_What to work on_
a – Translate this sentence from the Red Soil review into Spanish: "As alumina is freed from Bauxite ore a red sludge is left behind that threatens to become the star of this film."
b – Decide whether each statement agrees with the Red Soil review. Answer yes or no, and quote the deciding words. (i) Rendez-Vous with French Cinema runs March 4 to 14 in the FLC Virtual Cinema. (ii) Sami Bouajila plays the brother of Zita Hanrot's character. (iii) The film was a Cannes 2020 selection.
c – In the Red Soil review, which two films does the screenplay continue the tradition of?

_Extracted text_
RSS

Review: Red Soil

— by RON WILKINSON —

Something nasty is afoot at the alumina plant. One of the few chemicals not yet squarely implicated in outright poisonings of local populations, aluminum and its chemical progeny have their dark side. As alumina is freed from Bauxite ore a red sludge is left behind that threatens to become the star of this film. The screenplay puts techno-geek issues in their place and switches back to familial loyalties within immigrant populations. In the end the technical details are fuzzy and the issues of race, class and corporate ethics come into sharp focus.

UniFrance and Film at Lincoln Center’s 26th edition of Rendez-Vous with French Cinema runs March 4 to 14 in the FLC Virtual Cinema. Zita Hanrot (2016 Cesar winner in “Fatima”) stars in this Cannes 2020 selection, sparkling with the help of superb supporting work from Sami Bouajila (Cesar-winner for Andre Techine’s “The Witnesses”) as her work-stressed father Slimane. Like the similarly powerful class critique “Ibrahim” in this year’s Rendezvous it projects environmental activism in an unforgiving glare of corporate bullying, especially vicious when levelled at vulnerable foreign born citizens.

Continuing in the tradition of “Silkwood” and “Norma Rae” the screenplay blasts both barrels at material extraction and smelting. It chooses these impacts over the possibly greater impacts of the energy consumption required by aluminum refining. If dampening the message to sympathetic techno-geeks, it has the advantage of jarring photography as the secret fence is cut and the camera opens up to a huge arial shot of a blood red wasteland that used to be habitat.

(Collected data)
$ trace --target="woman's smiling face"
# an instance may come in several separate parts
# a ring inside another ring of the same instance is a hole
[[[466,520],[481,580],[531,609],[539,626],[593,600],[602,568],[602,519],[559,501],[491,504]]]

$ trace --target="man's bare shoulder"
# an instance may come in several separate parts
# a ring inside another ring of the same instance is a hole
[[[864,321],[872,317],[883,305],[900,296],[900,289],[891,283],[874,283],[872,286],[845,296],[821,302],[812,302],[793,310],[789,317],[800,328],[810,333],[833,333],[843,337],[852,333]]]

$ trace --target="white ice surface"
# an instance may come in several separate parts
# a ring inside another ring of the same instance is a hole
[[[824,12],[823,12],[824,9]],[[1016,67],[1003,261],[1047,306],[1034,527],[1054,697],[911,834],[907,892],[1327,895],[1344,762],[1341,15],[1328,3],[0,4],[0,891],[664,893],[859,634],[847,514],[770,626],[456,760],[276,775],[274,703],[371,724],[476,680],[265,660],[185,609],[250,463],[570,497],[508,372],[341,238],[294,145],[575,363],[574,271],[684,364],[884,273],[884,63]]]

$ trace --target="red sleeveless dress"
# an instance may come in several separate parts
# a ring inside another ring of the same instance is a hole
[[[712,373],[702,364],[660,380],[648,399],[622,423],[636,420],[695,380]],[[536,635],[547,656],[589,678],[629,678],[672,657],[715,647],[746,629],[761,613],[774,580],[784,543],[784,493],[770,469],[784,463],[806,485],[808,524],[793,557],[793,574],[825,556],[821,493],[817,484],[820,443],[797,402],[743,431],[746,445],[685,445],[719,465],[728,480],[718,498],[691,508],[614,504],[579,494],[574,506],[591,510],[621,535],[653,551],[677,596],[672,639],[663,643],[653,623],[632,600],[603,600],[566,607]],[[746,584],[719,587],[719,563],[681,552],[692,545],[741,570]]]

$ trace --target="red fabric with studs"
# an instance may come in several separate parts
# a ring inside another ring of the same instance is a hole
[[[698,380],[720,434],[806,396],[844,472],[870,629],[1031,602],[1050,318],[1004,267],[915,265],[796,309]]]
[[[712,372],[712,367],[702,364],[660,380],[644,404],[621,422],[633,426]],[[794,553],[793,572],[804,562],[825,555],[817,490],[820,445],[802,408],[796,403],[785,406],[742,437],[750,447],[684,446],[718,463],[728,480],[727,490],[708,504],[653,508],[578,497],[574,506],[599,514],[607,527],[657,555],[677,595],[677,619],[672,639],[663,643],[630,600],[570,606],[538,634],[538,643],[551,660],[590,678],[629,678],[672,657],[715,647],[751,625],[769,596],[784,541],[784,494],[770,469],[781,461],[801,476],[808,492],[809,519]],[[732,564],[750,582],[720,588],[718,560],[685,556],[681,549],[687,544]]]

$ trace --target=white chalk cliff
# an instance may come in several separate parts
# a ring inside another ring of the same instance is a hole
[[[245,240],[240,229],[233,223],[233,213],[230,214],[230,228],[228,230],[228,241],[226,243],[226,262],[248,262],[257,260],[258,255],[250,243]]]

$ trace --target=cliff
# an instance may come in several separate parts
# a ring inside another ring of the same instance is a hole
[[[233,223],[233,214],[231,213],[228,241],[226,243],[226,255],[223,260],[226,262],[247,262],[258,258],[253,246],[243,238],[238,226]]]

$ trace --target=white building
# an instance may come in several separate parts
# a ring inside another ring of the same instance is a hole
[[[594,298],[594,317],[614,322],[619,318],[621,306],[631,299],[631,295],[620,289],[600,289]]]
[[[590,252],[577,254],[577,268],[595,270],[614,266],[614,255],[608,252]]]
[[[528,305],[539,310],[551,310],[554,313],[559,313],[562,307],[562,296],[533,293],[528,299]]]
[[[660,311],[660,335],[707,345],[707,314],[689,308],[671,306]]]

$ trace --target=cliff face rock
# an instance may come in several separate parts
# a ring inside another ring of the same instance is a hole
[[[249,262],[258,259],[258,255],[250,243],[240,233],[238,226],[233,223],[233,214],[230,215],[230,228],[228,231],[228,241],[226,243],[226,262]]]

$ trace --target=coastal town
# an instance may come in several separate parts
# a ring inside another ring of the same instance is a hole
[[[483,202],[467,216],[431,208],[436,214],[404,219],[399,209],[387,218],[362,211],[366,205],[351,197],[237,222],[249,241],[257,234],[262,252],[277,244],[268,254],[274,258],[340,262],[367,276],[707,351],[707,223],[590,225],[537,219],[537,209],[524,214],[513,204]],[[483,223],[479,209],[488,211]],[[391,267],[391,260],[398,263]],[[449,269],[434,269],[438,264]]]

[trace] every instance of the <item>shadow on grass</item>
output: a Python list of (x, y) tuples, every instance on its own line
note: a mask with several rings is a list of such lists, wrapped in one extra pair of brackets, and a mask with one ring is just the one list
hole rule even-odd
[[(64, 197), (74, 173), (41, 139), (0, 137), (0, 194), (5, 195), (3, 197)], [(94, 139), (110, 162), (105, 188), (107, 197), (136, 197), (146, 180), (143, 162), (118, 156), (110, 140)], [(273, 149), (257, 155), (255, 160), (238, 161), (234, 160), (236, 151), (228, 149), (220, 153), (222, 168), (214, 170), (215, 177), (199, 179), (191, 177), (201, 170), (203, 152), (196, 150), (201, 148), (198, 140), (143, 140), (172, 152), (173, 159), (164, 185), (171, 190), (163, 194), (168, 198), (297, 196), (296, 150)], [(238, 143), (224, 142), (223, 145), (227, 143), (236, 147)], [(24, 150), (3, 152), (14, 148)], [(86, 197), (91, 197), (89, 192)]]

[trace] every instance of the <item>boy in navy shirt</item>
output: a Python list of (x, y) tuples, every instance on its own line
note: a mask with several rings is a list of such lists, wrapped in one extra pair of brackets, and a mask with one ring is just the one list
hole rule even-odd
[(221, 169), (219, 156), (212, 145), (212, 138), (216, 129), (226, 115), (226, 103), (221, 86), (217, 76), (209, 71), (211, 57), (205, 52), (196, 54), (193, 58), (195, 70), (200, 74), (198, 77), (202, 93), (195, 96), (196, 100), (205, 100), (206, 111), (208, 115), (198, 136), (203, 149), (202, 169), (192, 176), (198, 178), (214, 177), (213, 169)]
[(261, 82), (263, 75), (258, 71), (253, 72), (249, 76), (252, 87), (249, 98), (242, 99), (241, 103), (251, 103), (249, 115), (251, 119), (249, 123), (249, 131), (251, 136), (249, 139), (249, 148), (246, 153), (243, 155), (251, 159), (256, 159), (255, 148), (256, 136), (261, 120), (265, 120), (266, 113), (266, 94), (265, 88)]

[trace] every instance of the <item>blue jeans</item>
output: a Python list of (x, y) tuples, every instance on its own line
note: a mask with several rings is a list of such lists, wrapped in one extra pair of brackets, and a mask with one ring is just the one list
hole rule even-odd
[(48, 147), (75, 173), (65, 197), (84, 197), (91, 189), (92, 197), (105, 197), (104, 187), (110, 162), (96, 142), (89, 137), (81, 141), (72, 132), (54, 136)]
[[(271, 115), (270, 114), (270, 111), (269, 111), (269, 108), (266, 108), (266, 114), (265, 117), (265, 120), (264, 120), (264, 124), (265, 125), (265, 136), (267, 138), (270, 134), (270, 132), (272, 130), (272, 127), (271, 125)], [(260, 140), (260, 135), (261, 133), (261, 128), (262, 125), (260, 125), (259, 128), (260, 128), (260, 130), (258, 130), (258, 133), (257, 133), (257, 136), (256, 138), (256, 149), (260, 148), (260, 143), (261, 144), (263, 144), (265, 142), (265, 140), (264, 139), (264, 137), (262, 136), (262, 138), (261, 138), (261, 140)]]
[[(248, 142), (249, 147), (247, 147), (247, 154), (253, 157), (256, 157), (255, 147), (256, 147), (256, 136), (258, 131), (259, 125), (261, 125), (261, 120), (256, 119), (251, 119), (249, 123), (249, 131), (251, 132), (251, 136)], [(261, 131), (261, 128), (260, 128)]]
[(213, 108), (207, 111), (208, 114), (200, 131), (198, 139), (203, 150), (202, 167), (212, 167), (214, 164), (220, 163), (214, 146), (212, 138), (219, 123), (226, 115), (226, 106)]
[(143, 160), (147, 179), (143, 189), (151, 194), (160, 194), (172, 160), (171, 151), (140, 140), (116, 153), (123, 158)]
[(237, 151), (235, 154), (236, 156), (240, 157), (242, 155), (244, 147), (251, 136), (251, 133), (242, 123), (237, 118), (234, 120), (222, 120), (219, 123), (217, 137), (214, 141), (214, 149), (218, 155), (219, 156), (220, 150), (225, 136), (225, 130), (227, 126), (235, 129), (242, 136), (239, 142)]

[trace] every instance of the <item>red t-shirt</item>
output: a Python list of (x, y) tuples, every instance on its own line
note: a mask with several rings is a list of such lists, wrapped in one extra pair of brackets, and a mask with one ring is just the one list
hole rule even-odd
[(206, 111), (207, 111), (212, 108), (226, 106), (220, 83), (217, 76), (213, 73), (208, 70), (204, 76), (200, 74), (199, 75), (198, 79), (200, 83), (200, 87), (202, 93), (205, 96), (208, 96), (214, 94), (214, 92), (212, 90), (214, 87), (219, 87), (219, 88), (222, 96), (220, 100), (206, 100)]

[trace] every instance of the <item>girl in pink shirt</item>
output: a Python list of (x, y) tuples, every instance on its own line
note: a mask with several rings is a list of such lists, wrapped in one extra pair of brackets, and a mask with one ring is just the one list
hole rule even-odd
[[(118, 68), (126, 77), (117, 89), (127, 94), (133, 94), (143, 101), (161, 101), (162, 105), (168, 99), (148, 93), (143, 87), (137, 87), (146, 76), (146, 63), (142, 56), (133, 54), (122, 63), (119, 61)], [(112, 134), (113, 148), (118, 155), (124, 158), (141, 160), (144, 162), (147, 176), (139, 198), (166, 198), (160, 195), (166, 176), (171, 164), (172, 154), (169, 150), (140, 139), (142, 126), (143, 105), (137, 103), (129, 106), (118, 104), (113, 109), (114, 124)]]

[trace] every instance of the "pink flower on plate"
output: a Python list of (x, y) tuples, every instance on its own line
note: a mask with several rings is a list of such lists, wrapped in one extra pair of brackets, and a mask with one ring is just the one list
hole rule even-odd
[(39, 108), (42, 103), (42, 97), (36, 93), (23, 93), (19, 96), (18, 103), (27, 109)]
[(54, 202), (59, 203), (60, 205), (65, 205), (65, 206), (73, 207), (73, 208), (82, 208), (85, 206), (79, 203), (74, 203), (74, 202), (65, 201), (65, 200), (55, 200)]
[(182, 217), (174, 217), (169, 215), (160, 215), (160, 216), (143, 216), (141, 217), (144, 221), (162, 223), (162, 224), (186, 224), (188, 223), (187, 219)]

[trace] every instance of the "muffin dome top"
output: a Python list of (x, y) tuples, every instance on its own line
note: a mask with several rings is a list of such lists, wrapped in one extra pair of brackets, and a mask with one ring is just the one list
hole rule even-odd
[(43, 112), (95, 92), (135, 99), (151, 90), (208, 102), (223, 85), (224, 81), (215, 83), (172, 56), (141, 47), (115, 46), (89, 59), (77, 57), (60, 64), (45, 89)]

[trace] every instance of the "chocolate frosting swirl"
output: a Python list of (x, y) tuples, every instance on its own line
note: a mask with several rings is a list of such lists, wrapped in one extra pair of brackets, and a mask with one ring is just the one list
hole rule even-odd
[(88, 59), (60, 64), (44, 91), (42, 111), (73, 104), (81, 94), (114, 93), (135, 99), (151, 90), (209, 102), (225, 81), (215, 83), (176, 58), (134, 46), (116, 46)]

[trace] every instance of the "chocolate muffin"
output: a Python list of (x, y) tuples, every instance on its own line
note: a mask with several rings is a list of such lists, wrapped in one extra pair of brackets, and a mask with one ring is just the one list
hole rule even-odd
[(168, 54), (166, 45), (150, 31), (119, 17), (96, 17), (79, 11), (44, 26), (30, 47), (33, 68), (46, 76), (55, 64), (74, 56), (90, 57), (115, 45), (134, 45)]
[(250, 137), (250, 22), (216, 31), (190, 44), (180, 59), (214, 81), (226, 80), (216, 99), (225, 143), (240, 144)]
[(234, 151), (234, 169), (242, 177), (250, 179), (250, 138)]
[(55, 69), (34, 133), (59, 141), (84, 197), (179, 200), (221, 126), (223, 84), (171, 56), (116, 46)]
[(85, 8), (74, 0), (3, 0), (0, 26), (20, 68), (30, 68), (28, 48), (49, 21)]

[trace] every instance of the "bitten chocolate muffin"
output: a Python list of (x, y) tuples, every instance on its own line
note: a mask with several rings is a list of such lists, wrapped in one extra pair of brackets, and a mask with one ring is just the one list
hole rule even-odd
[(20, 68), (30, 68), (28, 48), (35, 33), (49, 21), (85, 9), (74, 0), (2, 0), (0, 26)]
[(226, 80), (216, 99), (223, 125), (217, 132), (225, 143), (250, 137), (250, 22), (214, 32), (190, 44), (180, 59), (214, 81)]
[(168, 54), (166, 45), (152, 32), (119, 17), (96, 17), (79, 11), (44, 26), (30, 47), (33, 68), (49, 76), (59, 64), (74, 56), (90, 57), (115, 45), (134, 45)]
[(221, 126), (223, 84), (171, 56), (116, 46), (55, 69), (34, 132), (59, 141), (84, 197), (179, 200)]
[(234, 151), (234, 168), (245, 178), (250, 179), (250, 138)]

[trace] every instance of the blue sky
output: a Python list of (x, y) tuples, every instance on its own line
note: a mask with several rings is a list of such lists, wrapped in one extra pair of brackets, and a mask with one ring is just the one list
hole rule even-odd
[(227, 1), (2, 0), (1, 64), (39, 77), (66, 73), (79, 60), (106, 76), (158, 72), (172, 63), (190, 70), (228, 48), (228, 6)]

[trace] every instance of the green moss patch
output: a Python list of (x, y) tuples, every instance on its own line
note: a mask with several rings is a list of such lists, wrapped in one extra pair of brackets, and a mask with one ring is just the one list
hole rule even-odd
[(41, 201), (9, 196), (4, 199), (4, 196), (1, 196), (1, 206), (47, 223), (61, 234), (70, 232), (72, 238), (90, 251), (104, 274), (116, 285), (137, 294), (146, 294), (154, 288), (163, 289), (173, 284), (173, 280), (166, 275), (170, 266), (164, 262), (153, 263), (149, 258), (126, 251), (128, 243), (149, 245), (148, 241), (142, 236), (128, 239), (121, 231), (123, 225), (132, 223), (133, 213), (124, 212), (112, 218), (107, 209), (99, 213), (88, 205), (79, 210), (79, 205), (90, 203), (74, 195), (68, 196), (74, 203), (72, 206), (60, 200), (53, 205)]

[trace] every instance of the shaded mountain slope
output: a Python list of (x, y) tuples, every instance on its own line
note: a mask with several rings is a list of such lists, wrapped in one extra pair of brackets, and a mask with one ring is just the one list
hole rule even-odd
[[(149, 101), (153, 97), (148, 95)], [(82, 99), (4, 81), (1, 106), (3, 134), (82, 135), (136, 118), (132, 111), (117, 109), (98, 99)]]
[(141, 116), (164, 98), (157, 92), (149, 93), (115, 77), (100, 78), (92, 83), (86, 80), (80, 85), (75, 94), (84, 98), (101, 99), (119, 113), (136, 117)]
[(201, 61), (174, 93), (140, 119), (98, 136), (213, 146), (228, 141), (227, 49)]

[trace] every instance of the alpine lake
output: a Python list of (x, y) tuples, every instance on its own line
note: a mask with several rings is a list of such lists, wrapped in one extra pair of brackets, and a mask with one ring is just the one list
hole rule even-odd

_Your responses_
a – A medida que la alúmina se libera del mineral de bauxita, queda un lodo rojo que amenaza con convertirse en la estrella de esta película.

b –
(i) Yes: "runs March 4 to 14 in the FLC Virtual Cinema"
(ii) No: "as her work-stressed father Slimane"
(iii) Yes: "stars in this Cannes 2020 selection"

c – "Silkwood" and "Norma Rae."